- [Extract provided]:
The Judge Advocate General's Corps, also known as JAG or JAG Corps, is the military justice branch or specialty of the U.S. Air Force, Army, Coast Guard, and Navy. Officers serving in the JAG Corps are typically called judge advocates.
Judge advocates serve primarily as legal advisors to the command to which they are assigned. In this function, they can also serve as the personal legal advisor to their commander. Their advice may cover a wide range of issues dealing with administrative law, government contracting, civilian and military personnel law, law of war and international relations, environmental law, etc. They also serve as prosecutors for the military when conducting courts-martial. They are charged with both the defense and prosecution of military law as provided in the Uniform Code of Military Justice. Highly experienced officers of the JAG Corps often serve as military judges in courts-martial and courts of inquiry.
The services also have enlisted soldiers with specific paralegal training that provide support to judge advocates, although accession and scope of duty is also branch-specific. For example, the U.S. Army permits new recruits to become judge advocate enlisted, while the U.S. Navy does not. In addition to acting as paralegals to military attorneys, JAG enlisted often provide limited paralegal services such as drafting commonly used legal documents for service members and their families, providing guidance to unit commands regarding administrative and disciplinary procedure, and acting as notaries.
The Marine Corps and Coast Guard do not maintain separate JAG Corps, and judge advocates in those services maintain their line-officer status. In the Air Force and Navy, JAG officers only serve in legal positions. Judge advocates in the Army retain eligibility for command, and may be assigned to non-legal positions with permission of the Judge Advocate General, but this is only rarely done; the majority serve in legal positions and their careers are therefore similar to those of the Navy and Air Force.

- [Tasks and exercises]:
- a) What does the passage on the JAG Corps say officers serving in the corps are typically called?
- b) Carry on the passage about the JAG Corps from its last sentence.

Rows from a pointing dataset:

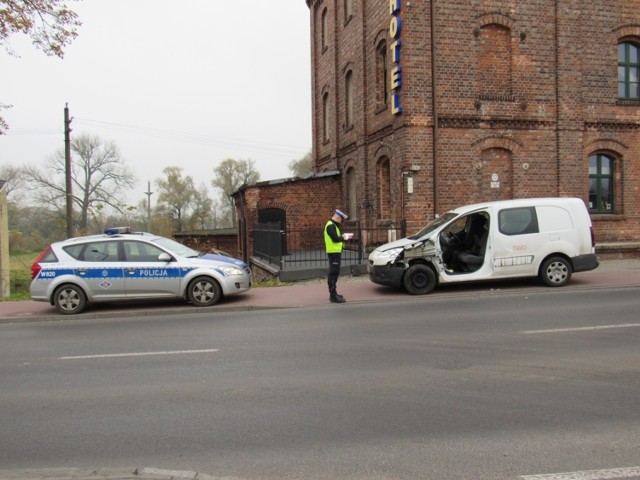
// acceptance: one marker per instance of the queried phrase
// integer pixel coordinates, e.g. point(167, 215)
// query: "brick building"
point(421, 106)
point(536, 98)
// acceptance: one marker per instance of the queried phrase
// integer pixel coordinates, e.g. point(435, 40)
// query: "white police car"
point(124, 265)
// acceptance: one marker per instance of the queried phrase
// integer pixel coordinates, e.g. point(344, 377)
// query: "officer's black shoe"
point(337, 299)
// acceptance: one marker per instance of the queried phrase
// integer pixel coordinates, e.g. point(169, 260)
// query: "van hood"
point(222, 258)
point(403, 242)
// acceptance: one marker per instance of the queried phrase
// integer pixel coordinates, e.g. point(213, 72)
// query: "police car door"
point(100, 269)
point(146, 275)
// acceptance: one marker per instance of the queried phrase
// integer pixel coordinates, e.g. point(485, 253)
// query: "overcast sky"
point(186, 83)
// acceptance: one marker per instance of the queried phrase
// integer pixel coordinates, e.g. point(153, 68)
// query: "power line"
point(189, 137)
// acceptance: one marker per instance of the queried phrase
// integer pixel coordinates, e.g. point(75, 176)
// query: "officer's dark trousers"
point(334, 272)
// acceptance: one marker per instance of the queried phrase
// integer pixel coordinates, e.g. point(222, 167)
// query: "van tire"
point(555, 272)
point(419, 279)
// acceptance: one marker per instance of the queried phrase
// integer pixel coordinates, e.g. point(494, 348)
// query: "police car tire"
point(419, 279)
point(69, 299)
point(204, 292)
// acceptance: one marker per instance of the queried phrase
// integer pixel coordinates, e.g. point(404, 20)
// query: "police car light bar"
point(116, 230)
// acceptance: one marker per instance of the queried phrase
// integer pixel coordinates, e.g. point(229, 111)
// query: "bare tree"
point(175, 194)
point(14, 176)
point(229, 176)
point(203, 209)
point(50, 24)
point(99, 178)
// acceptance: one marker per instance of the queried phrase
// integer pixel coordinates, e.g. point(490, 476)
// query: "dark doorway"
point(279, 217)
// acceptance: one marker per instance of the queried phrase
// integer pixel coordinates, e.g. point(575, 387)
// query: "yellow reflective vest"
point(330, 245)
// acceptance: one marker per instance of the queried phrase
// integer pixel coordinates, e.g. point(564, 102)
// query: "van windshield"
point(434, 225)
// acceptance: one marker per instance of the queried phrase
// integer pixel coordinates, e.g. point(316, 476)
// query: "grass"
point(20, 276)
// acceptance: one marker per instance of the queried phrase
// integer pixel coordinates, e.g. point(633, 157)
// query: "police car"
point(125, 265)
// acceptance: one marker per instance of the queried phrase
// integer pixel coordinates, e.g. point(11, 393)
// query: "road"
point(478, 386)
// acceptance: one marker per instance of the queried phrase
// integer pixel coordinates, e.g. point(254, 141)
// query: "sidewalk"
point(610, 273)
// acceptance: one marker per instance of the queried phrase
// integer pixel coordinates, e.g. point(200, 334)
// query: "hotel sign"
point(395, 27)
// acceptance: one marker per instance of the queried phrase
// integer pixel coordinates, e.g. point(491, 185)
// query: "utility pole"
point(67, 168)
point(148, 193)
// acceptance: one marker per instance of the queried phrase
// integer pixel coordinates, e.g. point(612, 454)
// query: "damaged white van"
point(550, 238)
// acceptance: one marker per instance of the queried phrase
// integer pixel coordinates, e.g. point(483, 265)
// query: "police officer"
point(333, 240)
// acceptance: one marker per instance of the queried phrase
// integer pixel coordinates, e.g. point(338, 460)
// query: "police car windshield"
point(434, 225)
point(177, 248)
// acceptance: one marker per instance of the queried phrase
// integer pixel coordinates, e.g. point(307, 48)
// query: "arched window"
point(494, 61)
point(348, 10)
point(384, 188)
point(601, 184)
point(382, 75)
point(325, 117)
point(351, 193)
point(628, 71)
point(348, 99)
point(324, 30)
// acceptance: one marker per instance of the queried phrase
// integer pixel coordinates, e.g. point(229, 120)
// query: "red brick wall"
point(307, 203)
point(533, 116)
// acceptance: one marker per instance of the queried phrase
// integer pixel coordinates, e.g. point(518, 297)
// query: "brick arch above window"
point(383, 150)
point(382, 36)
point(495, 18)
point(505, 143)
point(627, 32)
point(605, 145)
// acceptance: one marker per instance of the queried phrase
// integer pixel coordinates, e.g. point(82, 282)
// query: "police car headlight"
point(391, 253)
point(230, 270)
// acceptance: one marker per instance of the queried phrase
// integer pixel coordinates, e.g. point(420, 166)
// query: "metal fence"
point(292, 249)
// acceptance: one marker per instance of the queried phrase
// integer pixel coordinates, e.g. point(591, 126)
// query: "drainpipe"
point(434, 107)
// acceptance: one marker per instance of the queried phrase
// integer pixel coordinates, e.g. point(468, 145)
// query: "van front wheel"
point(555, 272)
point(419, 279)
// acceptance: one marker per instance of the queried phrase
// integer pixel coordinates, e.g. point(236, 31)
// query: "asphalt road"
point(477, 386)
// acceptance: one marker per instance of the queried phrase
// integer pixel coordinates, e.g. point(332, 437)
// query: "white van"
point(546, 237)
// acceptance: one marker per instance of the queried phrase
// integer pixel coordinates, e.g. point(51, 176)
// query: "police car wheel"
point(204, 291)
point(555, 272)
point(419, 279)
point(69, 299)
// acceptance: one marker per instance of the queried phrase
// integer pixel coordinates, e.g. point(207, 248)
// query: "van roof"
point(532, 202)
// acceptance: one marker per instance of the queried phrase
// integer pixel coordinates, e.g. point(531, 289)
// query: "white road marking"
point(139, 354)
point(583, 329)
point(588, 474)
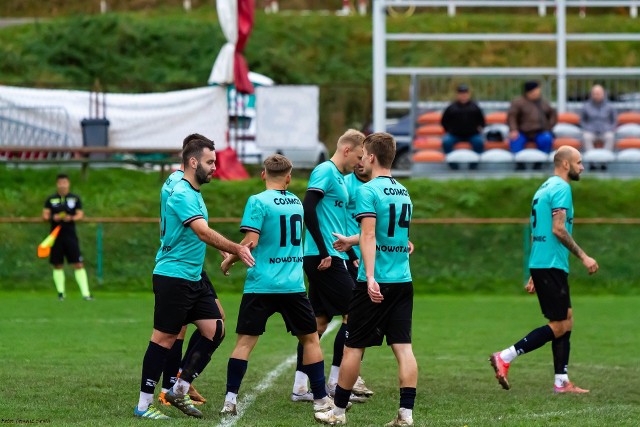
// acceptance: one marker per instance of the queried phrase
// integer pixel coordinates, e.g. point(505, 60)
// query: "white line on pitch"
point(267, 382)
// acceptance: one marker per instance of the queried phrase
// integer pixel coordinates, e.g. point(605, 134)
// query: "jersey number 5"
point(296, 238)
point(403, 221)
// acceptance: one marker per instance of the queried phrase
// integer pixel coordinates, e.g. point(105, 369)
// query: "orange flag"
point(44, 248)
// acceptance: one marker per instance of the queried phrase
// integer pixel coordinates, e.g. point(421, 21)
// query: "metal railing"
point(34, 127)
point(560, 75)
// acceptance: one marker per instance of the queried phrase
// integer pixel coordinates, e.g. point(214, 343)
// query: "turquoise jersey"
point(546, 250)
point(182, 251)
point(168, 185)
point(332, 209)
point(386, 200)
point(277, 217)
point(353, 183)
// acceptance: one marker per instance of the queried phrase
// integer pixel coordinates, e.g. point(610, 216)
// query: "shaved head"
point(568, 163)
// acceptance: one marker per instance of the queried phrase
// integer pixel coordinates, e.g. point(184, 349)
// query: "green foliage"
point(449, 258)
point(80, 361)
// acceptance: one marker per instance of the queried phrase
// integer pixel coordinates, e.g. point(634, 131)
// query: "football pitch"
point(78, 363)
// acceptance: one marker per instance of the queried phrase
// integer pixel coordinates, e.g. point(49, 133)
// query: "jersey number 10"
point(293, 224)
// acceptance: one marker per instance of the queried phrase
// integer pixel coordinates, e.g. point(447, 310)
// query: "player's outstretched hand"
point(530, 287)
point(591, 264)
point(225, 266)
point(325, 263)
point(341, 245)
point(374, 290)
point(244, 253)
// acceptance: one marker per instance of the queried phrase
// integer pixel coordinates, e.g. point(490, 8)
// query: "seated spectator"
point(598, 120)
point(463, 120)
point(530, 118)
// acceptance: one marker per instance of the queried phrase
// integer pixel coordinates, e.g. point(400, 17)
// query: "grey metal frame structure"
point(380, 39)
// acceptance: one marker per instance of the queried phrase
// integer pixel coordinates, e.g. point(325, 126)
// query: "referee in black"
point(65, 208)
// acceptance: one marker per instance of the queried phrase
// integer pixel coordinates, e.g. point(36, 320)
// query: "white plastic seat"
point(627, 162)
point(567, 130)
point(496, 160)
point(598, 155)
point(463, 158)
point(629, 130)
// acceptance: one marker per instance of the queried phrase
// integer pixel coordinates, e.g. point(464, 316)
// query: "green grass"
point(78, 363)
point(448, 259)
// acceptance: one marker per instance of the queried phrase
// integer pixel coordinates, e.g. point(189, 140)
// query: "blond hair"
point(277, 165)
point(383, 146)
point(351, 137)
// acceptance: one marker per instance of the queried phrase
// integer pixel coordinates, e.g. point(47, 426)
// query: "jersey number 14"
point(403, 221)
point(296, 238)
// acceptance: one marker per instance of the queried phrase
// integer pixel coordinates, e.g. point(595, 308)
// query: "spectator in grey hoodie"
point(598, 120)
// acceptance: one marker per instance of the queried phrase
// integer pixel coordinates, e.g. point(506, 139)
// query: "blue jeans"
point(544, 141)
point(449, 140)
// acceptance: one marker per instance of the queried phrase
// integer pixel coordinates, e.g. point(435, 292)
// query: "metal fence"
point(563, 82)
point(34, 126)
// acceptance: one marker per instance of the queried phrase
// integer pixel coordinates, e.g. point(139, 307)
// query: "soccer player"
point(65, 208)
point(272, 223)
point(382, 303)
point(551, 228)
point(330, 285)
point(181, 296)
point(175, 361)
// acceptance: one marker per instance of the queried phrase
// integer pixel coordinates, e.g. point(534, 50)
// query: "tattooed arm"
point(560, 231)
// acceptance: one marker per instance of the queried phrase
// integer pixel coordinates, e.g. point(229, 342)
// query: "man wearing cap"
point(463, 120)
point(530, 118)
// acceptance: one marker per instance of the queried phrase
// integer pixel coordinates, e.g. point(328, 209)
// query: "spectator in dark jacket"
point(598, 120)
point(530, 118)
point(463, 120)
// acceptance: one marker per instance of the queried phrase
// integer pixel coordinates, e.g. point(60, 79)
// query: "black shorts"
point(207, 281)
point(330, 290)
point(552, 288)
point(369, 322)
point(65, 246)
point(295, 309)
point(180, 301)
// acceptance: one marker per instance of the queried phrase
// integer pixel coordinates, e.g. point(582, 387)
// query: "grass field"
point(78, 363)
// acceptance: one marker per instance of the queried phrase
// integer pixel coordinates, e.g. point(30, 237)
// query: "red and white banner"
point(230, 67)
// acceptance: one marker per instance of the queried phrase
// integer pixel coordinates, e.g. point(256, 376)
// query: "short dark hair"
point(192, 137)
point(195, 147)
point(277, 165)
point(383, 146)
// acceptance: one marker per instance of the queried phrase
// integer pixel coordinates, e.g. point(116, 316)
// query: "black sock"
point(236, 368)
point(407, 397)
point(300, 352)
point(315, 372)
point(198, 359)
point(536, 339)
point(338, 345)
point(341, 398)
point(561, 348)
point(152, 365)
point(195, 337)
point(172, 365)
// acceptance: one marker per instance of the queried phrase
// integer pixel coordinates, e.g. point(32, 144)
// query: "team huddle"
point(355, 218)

- [Results for the exercise]:
- a) Judge advocates.

- b)
The Uniform Code of Military Justice, also known as UCMJ, is the primary legal code through which all internal military justice matters of the United States are governed. The UCMJ applies to all members of the military of the United States, including military retirees as well as members of other federal uniformed services (such as NOAA Corps and the Public Health Service Commissioned Corps) when attached to the military. The UCMJ was created by an act of the United States Congress in 1951 in order to establish relatively consistent systems of military justice in all branches of the nation's armed forces. However, in cases involving very minor disciplinary infractions, each service has somewhat differing procedures. (Such cases are governed by UCMJ Article 15 and are called non-judicial punishment, Captain's Mast (Navy), or Office Hours (Marines).)
In addition to the Uniform Code of Military Justice, personnel are subject to the terms of the Constitution, other federal laws, and individual state laws where applicable (e.g., whenever the service member is in the United States, unless on a military base with exclusive federal jurisdiction). When a violation of the UCMJ occurs, the matter is handled by the command of the service member. When a violation of a federal or state law occurs, the matter may be handled by local state or federal authorities.
The forum through which criminal cases are tried in the United States' armed forces is the court-martial. This term also applies to the panel of military officers selected to serve as the finders of fact or "jury". (In other words, they fulfil the role of a civilian jury in trying criminal cases.) The Uniform Code of Military Justice outlines three distinct types of courts martial.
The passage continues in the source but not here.